» **Exercise directions**:
For each statement, answer yes or no on whether it agrees with the Falklands telex text, and quote the deciding words of that text: (a) the exchange took place before Argentinian troops had gained control; (b) when asked about normal telex service, the Falklands end replies that it has no orders on that yet; (c) the Falklands end gives its own strength as 1600.

» **Page text**:
Say what you will about this, but I’d believe Thatcher in a tank over George W. in a flight suit any day.
 
There are moments of historical record that are just so farcical, they inspire immediate concern for the competence of those who hold political and military power. Below is the final telex exchange between London and the Falkand Islands, just before the invasion was confirmed in the UK. The correspondence took place around 4:30 pm, April 2nd, 1982—well after Argentinian troops had gained control. However, the Ministry of Defence operative in London just couldn’t seem to wrap his head around the idea of an invasion. You can somehow hear the irritation from the Falklands end as they attempt some pretty easily decoded subtlety. Unfortunately, the London telex appears to be manned by the most literal human being on earth

LON: (London): HELLO THERE WHAT ARE ALL THESE RUMOURS WE HEAR THIS IS LON
FK: (Falklands): WE HAVE LOTS OF NEW FRIENDS
LON: WHAT ABOUT INVASION RUMOURS
FK: THOSE ARE THE FRIENDS I WAS MEANING
LON: THEY HAVE LANDED
FK: ABSOLUTELY
LON: ARE YOU OPEN FOR TRAFFIC IE NORMAL TELEX SERVICE
FK: NO ORDERS ON THAT YET ONE MUST OBEY ORDERS
LON: WHOSE ORDERS
FK: THE NEW GOVERNORS
LON: ARGENTINA
FK: YES
LON: ARE THE ARGENTINIANS IN CONTROL
FK: YES YOU CAN’T ARGUE WITH THOUSANDS OF TROOPS PLUS ENORMOUS NAVY SUPPORT WHEN YOU ARE ONLY 1600 STRONG. STAND BY.

» **Information shown**:
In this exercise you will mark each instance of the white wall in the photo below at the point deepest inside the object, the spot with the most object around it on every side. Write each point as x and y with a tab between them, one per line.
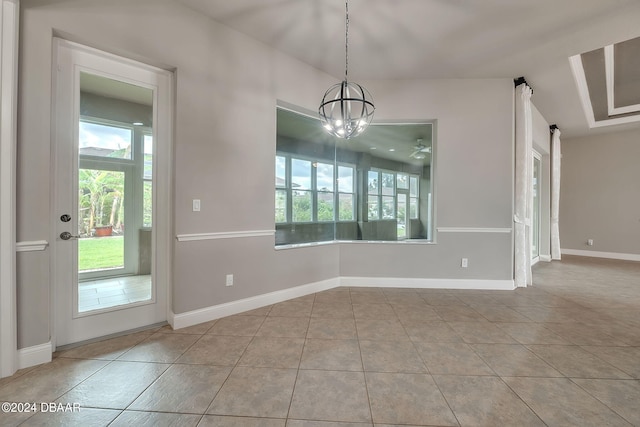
227	87
542	144
600	194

» **Response below**:
(a) No: "well after Argentinian troops had gained control"
(b) Yes: "NO ORDERS ON THAT YET ONE MUST OBEY ORDERS"
(c) Yes: "WHEN YOU ARE ONLY 1600 STRONG"